━━━━━ GIVEN RECORDS ━━━━━

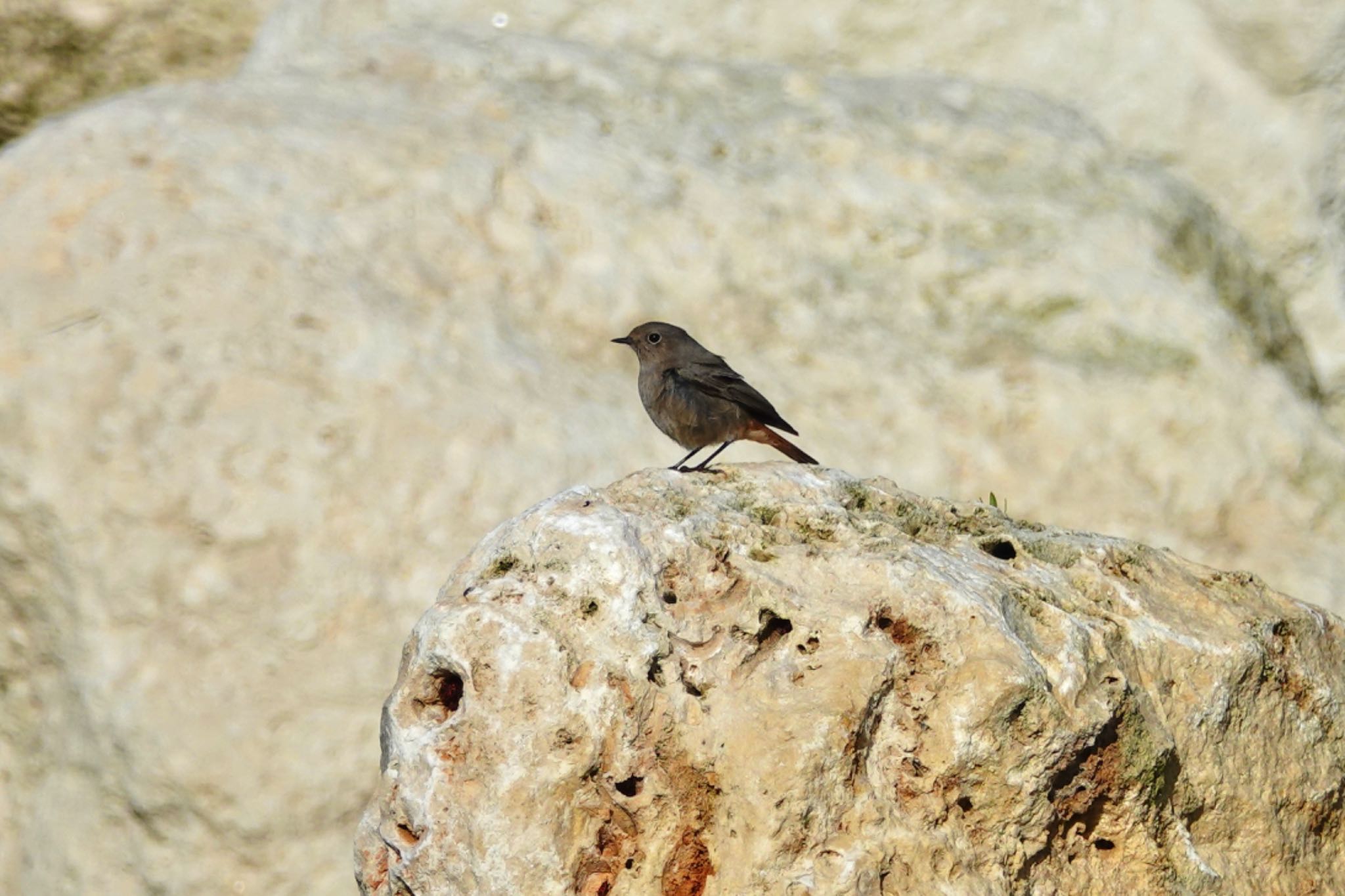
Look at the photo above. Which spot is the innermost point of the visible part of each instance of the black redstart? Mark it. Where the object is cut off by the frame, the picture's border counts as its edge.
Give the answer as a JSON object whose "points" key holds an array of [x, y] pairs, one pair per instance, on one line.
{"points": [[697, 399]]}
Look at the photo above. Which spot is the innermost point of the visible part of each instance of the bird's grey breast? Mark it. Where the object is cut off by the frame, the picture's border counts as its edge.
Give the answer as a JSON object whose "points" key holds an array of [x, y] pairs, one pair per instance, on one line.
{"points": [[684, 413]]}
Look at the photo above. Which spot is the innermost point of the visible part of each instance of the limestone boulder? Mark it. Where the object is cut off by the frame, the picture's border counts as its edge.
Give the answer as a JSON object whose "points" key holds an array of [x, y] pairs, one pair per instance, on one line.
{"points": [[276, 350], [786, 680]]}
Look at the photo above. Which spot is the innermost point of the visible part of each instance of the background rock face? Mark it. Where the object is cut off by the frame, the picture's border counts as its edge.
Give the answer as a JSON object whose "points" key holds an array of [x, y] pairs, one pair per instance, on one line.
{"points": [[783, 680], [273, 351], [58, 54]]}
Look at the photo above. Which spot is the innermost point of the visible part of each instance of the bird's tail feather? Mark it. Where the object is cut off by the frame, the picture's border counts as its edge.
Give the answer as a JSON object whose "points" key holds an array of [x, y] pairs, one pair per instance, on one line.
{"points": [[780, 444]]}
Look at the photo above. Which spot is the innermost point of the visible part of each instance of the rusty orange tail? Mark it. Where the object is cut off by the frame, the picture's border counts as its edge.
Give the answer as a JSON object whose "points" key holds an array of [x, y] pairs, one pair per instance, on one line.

━━━━━

THE TASK: Put the lines of the listing above into a numbered list, skipping any blank lines and leaving the pictures out.

FULL OUTPUT:
1. Look at the photo above. Which spot is the innermost point of the visible part of each instance of the black redstart? Mark it. Where the object is cut off by the frame, the picture's border counts as its edge.
2. Give the answer as a JSON object whose "points" key holds an array of [x, y] pairs, one pair per instance, on one line.
3. {"points": [[697, 399]]}
4. Look at the photo above. Which spot is the innermost point of the visible part of each instance of the bird's grey breast? Mark it. Where the object is cut off by the frame, the picture's border counts as its edge.
5. Give the answer as a JSON object whose "points" key holds an array of [x, y] pairs, one pair per instance, on one line.
6. {"points": [[684, 413]]}
7. Look at the photo above. Which spot is the innermost point of the visible part of each instance of the limestone boulder? Mark it. Where the object is cut off by the frame, the picture's border counts as its edge.
8. Give the answer as a JSON object whose "points" key holds an array of [x, y] pairs, one pair per instance, on one line.
9. {"points": [[276, 350], [786, 680]]}
10. Look at the photo above. Which spot is the innermost point of the visible part of each instance of the background rock face? Mark it. Where the object is cut off by the frame, the picture's border counts as its edge.
11. Give the answer as a JSON object whose "points" key holds an array of [x, y] pairs, one pair per instance, on one line.
12. {"points": [[783, 680], [273, 351], [58, 54]]}
13. Look at the photo above. Which spot is the innermost point of the visible part of each instance of the bird's tail feather? Mark it. Where the object is cut off by the frame, the picture's border counts as its edge.
14. Give the answer as a JSON object whose "points" key holds an array of [x, y] pairs, one pair per instance, on one line.
15. {"points": [[780, 444]]}
16. Look at the photo above. Which spot is the innermost point of the visible part of each instance of the rusty orange tail? Mark it. Where the object is cut off by the frame, the picture's border counts as its edge.
17. Give the answer as a JSON object whose "points" key holds an array of [x, y] pairs, one pair per instance, on one line.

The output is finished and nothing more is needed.